## Stated goal
Count the lines in the records below that contain the string "utility", treating case as significant. Give only the number.

Position annotation records

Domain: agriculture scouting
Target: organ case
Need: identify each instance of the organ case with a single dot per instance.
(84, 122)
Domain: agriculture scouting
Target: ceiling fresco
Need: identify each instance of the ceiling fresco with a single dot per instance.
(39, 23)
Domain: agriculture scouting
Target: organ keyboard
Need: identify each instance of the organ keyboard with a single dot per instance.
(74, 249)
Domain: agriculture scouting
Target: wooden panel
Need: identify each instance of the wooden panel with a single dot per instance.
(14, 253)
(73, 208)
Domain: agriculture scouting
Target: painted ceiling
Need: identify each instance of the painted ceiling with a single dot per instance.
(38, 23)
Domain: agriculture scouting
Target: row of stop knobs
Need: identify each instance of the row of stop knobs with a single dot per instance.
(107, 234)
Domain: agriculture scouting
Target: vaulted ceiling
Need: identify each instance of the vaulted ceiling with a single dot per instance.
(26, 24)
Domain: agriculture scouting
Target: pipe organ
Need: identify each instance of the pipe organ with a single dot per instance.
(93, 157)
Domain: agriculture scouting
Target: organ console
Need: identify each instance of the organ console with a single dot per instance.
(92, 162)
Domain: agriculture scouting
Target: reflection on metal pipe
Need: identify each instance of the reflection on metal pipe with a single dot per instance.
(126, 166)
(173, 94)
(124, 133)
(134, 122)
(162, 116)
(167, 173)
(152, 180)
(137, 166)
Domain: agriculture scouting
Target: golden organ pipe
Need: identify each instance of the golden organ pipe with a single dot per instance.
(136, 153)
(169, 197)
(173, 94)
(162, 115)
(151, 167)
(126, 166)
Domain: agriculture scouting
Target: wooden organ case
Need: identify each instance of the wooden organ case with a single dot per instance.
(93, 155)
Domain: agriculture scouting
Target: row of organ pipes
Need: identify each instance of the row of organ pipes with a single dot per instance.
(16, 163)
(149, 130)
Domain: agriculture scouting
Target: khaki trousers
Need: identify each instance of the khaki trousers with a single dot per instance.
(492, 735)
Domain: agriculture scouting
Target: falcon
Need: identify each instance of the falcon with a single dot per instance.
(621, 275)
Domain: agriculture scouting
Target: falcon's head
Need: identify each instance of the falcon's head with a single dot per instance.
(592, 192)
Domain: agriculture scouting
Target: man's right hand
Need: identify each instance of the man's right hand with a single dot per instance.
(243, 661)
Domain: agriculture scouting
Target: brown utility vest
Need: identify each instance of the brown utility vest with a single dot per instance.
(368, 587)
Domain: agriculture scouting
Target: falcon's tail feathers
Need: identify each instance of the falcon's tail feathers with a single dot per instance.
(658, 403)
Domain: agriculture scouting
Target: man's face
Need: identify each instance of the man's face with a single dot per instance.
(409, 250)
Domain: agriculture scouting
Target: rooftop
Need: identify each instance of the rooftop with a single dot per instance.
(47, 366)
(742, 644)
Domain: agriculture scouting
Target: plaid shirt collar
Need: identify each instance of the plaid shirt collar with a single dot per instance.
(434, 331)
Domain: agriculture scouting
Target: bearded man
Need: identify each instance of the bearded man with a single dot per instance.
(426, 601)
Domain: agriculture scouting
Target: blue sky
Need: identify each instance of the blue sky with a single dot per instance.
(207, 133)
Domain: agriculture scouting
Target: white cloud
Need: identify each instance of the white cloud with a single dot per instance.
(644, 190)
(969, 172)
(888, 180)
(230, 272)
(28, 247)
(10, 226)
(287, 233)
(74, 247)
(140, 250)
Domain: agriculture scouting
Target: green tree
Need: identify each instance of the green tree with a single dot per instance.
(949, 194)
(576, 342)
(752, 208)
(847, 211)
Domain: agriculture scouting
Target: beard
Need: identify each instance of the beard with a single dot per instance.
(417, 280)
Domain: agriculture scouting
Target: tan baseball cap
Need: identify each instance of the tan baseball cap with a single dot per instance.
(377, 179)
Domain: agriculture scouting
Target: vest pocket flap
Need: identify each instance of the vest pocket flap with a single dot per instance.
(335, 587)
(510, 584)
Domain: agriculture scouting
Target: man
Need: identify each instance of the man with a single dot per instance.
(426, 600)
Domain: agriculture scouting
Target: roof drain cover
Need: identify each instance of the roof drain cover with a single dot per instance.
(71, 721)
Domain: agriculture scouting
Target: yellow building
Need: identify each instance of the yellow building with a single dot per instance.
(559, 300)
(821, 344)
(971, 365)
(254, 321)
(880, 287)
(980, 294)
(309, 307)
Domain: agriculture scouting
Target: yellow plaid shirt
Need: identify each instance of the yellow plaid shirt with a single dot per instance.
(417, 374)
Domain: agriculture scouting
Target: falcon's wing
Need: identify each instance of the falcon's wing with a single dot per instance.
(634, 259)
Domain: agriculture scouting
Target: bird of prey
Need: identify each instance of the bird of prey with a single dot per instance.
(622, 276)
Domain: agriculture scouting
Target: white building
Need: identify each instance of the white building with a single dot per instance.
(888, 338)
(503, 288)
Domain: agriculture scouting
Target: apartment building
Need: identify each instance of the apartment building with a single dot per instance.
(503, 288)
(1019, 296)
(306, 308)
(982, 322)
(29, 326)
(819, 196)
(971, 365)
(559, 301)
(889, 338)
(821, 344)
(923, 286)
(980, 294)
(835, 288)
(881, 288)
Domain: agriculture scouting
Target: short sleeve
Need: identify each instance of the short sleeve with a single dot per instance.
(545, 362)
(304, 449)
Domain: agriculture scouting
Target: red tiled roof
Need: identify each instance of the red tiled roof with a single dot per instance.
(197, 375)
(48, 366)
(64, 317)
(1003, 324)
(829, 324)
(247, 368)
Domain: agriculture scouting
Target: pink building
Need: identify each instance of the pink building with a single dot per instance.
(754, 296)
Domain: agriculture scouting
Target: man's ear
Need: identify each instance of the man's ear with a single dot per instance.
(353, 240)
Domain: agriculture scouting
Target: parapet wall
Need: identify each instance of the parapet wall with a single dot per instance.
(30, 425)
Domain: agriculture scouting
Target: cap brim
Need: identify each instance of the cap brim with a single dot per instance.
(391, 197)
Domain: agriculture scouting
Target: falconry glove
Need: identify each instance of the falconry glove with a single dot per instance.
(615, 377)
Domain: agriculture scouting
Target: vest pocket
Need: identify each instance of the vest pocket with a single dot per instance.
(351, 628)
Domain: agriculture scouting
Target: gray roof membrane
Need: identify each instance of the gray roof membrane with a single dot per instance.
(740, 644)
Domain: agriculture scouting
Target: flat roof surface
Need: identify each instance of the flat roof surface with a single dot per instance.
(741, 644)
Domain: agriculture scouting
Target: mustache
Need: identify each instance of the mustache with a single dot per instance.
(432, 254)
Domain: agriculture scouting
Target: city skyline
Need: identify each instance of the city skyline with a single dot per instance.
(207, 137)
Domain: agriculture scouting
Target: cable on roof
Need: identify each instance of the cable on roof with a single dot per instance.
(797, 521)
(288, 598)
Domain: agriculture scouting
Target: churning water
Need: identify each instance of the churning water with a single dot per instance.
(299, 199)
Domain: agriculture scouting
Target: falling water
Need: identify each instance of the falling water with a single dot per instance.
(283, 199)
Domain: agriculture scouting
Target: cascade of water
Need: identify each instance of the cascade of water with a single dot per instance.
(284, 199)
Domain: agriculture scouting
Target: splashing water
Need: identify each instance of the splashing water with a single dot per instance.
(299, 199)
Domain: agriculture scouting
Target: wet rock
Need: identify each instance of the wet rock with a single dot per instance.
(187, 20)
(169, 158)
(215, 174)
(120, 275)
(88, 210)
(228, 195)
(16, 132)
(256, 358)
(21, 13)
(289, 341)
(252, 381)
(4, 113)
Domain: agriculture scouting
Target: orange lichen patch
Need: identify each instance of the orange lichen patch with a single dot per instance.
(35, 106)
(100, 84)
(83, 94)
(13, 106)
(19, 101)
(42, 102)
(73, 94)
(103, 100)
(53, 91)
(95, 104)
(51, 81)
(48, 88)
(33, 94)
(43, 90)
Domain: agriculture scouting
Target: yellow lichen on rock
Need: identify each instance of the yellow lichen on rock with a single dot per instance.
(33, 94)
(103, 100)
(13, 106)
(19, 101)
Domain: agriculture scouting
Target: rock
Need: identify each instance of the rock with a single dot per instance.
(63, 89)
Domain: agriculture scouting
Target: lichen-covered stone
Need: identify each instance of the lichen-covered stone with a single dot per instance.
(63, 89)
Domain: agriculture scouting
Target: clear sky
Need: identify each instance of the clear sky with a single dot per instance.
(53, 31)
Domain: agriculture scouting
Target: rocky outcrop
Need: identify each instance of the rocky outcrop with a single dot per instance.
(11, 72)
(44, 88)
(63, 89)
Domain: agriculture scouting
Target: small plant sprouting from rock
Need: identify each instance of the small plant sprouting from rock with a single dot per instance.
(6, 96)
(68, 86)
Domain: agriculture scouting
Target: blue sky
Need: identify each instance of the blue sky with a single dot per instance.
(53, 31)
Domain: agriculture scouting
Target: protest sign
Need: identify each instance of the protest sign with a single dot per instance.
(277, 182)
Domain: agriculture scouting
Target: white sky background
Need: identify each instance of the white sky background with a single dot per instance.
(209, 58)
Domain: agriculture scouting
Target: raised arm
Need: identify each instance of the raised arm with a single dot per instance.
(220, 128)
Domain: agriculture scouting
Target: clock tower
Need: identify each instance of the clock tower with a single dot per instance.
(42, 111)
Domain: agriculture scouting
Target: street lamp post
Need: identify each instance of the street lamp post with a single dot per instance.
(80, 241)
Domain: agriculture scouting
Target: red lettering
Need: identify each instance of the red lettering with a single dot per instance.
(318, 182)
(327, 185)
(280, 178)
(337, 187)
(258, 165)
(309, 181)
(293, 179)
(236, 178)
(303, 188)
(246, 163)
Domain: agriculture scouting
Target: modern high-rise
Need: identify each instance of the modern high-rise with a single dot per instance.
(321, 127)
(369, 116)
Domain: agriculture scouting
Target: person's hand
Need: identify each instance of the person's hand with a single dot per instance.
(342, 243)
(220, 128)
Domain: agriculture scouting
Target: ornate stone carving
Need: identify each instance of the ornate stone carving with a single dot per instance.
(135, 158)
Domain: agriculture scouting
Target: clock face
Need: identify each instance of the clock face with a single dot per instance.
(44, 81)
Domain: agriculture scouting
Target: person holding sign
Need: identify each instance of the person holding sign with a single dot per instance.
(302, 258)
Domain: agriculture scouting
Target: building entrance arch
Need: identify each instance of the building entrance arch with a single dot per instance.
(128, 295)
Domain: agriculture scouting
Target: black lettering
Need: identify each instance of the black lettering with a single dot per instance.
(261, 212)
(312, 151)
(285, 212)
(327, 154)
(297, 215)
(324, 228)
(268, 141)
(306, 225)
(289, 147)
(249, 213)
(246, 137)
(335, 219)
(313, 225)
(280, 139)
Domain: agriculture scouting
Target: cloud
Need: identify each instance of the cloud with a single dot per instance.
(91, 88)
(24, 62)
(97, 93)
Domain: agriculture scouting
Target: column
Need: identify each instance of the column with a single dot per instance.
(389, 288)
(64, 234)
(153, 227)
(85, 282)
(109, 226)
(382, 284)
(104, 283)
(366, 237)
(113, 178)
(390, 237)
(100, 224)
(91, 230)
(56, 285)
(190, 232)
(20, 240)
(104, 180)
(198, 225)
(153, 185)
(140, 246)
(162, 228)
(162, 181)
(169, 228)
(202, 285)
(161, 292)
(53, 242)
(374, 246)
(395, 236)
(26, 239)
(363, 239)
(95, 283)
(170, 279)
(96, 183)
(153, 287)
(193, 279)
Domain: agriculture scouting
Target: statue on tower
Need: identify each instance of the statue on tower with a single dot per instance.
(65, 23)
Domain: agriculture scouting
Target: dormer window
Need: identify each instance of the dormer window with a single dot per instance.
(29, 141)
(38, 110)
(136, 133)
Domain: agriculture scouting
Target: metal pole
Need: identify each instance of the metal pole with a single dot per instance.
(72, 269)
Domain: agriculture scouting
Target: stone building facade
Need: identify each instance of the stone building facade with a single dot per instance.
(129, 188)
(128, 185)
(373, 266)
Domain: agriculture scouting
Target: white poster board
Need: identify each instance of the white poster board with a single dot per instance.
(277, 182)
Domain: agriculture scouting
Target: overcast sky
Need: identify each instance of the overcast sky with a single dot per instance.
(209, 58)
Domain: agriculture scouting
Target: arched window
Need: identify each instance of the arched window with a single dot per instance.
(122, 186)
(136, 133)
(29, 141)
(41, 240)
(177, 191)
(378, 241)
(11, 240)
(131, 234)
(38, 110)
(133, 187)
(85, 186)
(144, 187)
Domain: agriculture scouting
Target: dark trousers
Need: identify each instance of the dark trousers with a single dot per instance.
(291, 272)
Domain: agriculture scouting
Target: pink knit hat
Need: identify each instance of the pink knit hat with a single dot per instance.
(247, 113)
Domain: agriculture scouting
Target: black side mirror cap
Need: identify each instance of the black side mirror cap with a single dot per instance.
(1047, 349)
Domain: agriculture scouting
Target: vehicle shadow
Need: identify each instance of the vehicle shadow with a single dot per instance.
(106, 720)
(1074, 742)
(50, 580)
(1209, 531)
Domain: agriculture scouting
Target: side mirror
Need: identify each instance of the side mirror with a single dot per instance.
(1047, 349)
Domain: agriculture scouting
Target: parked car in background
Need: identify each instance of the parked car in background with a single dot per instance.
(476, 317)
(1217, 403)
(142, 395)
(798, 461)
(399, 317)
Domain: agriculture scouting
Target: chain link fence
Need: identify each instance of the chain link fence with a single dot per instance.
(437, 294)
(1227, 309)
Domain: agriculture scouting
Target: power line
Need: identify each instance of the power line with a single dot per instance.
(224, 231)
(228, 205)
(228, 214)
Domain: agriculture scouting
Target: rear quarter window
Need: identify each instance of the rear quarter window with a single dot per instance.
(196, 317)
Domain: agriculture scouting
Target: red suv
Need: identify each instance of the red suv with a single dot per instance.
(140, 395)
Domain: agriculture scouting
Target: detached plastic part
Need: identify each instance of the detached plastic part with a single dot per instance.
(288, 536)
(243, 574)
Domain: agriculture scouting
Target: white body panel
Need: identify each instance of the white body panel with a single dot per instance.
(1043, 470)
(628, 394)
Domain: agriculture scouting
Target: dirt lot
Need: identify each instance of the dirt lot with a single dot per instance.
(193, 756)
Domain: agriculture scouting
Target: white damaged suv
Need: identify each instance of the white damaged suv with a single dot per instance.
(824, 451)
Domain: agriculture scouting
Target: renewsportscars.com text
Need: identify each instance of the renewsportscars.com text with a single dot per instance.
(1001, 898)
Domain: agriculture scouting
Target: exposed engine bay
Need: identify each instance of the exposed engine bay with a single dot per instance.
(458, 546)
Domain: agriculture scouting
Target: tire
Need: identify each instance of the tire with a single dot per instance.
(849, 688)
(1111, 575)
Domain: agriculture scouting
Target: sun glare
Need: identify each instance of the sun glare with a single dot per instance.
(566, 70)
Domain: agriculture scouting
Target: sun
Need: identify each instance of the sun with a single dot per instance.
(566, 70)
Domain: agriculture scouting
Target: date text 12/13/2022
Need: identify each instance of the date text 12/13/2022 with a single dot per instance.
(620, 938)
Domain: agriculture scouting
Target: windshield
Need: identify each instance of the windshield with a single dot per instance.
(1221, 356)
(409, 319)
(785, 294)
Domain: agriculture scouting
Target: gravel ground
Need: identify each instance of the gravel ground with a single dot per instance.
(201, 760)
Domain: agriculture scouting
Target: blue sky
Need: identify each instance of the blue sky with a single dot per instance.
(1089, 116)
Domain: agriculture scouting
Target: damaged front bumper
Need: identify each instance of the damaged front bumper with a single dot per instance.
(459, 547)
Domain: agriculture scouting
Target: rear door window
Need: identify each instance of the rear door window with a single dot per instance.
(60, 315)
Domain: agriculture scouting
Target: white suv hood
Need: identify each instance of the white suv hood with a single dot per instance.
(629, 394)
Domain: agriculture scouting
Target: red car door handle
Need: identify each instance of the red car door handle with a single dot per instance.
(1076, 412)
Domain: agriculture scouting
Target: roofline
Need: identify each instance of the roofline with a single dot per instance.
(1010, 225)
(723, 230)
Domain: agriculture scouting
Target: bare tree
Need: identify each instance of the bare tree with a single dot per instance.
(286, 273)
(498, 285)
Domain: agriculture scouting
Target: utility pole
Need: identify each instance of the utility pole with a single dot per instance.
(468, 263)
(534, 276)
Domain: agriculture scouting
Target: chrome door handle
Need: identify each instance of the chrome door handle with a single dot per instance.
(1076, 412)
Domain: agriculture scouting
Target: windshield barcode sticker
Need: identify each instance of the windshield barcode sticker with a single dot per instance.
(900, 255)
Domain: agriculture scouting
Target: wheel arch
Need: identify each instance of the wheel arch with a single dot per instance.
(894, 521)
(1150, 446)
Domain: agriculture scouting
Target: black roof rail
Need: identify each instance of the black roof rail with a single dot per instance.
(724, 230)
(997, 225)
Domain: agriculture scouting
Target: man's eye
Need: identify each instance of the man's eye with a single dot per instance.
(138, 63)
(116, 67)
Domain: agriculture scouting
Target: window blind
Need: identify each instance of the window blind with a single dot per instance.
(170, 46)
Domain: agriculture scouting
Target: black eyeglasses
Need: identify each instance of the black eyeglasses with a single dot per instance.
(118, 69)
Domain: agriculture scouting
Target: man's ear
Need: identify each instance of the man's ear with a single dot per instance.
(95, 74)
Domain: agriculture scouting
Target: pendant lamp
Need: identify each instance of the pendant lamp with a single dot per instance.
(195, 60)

## Complete output
4